▶ _What you will do_
Go through the records and set each one down exactly, skipping any picture.
——————————
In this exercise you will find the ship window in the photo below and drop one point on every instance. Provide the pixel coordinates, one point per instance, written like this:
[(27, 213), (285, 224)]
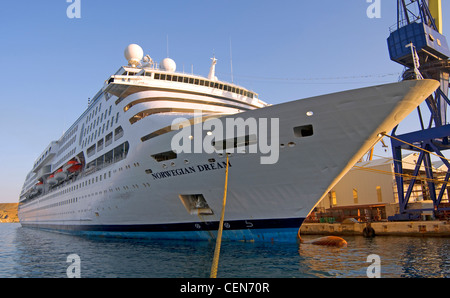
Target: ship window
[(196, 204), (379, 194), (168, 155), (235, 142), (303, 131), (108, 139)]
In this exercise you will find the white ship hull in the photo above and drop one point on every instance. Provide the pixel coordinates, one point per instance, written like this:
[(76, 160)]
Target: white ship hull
[(139, 197)]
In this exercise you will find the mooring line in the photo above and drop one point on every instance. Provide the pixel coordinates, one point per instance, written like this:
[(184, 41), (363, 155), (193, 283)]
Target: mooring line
[(215, 263)]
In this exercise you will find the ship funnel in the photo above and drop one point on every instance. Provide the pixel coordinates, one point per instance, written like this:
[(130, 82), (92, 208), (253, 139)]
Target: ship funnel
[(133, 54)]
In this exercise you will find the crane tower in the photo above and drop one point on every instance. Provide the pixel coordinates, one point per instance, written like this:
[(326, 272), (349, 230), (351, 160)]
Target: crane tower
[(416, 42)]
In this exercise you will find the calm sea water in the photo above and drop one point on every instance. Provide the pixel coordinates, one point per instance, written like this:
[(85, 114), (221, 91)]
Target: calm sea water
[(33, 253)]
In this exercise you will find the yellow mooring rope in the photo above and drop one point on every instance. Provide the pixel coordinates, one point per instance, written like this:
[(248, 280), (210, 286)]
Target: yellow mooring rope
[(215, 263)]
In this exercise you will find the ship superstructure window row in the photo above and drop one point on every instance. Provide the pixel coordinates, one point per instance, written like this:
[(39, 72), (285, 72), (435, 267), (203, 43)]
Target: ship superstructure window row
[(201, 82), (193, 81), (99, 126)]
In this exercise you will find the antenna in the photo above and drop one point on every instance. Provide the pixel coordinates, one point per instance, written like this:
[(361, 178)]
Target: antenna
[(231, 62), (167, 40)]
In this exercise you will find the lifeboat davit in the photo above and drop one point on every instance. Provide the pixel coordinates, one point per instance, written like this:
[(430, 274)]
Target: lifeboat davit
[(72, 166), (60, 175), (39, 186), (51, 179)]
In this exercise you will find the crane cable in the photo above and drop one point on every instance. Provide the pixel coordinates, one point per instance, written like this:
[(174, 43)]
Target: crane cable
[(417, 147), (401, 174), (215, 263)]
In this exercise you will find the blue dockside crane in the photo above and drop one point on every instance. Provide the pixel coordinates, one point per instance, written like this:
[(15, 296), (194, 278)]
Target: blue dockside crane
[(416, 42)]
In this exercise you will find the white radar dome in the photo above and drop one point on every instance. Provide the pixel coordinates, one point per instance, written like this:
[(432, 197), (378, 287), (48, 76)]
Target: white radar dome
[(168, 65), (133, 54)]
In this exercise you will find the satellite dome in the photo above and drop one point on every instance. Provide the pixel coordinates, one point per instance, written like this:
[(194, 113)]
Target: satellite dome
[(133, 54), (168, 65)]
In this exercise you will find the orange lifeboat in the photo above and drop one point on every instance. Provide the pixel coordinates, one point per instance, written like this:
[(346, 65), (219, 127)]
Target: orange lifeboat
[(51, 179), (73, 166), (60, 174)]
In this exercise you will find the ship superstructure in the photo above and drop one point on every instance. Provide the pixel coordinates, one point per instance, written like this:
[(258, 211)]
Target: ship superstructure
[(115, 169)]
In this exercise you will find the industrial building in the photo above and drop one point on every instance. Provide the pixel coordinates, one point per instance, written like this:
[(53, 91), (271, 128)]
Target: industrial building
[(369, 192)]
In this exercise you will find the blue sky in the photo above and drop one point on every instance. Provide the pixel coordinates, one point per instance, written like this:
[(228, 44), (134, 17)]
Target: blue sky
[(284, 50)]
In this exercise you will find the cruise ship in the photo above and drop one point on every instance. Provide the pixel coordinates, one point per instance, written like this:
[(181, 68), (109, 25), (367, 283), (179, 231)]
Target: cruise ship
[(143, 160)]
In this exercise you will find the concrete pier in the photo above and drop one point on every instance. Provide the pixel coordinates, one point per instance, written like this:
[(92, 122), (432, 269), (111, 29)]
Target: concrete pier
[(406, 228)]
——————————
▶ _Task answer_
In this exercise you will find the ship window in the photo below and drop one point on every instance. Provide the pixel coordinates, one point per instance, written like this:
[(27, 213), (285, 224)]
Target: ship window
[(196, 204), (379, 194), (168, 155), (235, 142), (303, 131), (108, 139)]
In this exercise you will find the white ship hull in the photo above and drop one point on every instance. Provide the pixel coordinates, one point per instance, written like this:
[(76, 160)]
Target: white ship hull
[(139, 197)]
In this exercise you will find the mooring line in the photo above and drop one point on every instance. Provide the pixel coordinates, one point per instance, written like this:
[(184, 41), (363, 155), (193, 283)]
Target: mooring line
[(215, 263)]
In this exercise you will find the ship funnel in the photo above and drop one point on every instance. Provide the pixel coordinates, one point per instance, written like this:
[(130, 82), (92, 208), (253, 139)]
Target: ship funnel
[(133, 54)]
In this exercise you will find the crane tower in the photo above and drop one point on every instance. Provide the pixel coordinates, one point per instance, written like this:
[(326, 272), (349, 230), (351, 160)]
Target: crane tower
[(416, 42)]
In this exercise you will find the calm sea water in the photo above and drop one point on every instance. Provide the pixel coordinates, one point per instance, written like this:
[(85, 114), (221, 91)]
Target: calm sea water
[(33, 253)]
In this exercise you will find the yellow mooring rope in the photo above and drop one point on every instance. Provide the pixel coordinates, one point per instance, written like this:
[(248, 280), (210, 286)]
Target: yellow mooring rope
[(215, 263)]
In this exercise you will find the ship superstructure window row in the photo above and drop one point on every instance. Provide the pixel coordinates, one point per instance, written like this:
[(39, 72), (285, 72), (435, 267), (203, 43)]
Target: ship superstructure window row
[(201, 82), (193, 81), (99, 126)]
In this exercise you will find the antenna in the photo above and drop one point on every instance. Provide the pixel coordinates, one point per instance, written like this:
[(361, 178)]
Target: antenna
[(231, 62), (167, 40)]
In this exercise you will find the lifeboat davit in the photo above and drop one point on every instance. Provide the pixel coordinates, one point per instance, written like this:
[(430, 274)]
Target: lifeboat davit
[(72, 166), (60, 175), (39, 186), (51, 179)]
In this exercise you will find the crane cable in the photo above and drop one point on every instance. Provide the pixel coordinates, one point per instance, written like this:
[(174, 43)]
Target: crane cable
[(417, 147), (401, 174), (215, 263)]
In this exercise you will find the blue dockside crane in the photo above and drop one point on every instance. Provide the pixel coordinates, one point per instance, written like this:
[(15, 296), (194, 278)]
Target: blue dockside crane
[(416, 42)]
In this exercise you will find the white radar dome in the photo above and drop one point on every instance. Provide the pixel coordinates, one point per instance, written like this:
[(432, 197), (378, 287), (48, 76)]
Target: white radar dome
[(168, 65), (133, 54)]
In this exercise you will find the satellite dome in the photo above and drop one point on every instance. Provide the pixel coordinates, one point per instance, written like this:
[(194, 113)]
Target: satellite dome
[(133, 54), (168, 65)]
In this exercise you will find the orange lifeboat in the photo above and drop one point on every instance. Provide the pixel coordinates, one point per instance, written like this:
[(346, 65), (219, 127)]
Target: orange lifeboat
[(51, 179), (73, 166), (60, 174)]
In this exercise you will find the ship superstructure in the photo above and drop one point on every instance. Provide the pixel coordinates, one point per instance, written like this:
[(258, 211)]
Target: ship superstructure
[(115, 169)]
In this exercise you will find the industrial building in the photo above and drop one point on every instance. Provide the pixel coordinates, one point per instance, written like this:
[(53, 91), (271, 128)]
Target: industrial building
[(369, 192)]
In this exercise you will find the blue sky in the photo above and drop one point on every instance. Provide the pixel coordinates, one point per instance, written like this:
[(228, 44), (134, 17)]
Target: blue sky
[(284, 50)]
In this exercise you will find the cruise ship in the photo above and drop one point on every instance. Provide the pixel coordinates, one point per instance, written like this:
[(181, 68), (109, 25), (367, 283), (179, 231)]
Target: cruise ship
[(143, 160)]
In this exercise you will find the concrete pier in the photo above and drop one point on every instance. Provide the pixel coordinates, one point per instance, written like this:
[(92, 122), (432, 269), (111, 29)]
Target: concrete pier
[(406, 228)]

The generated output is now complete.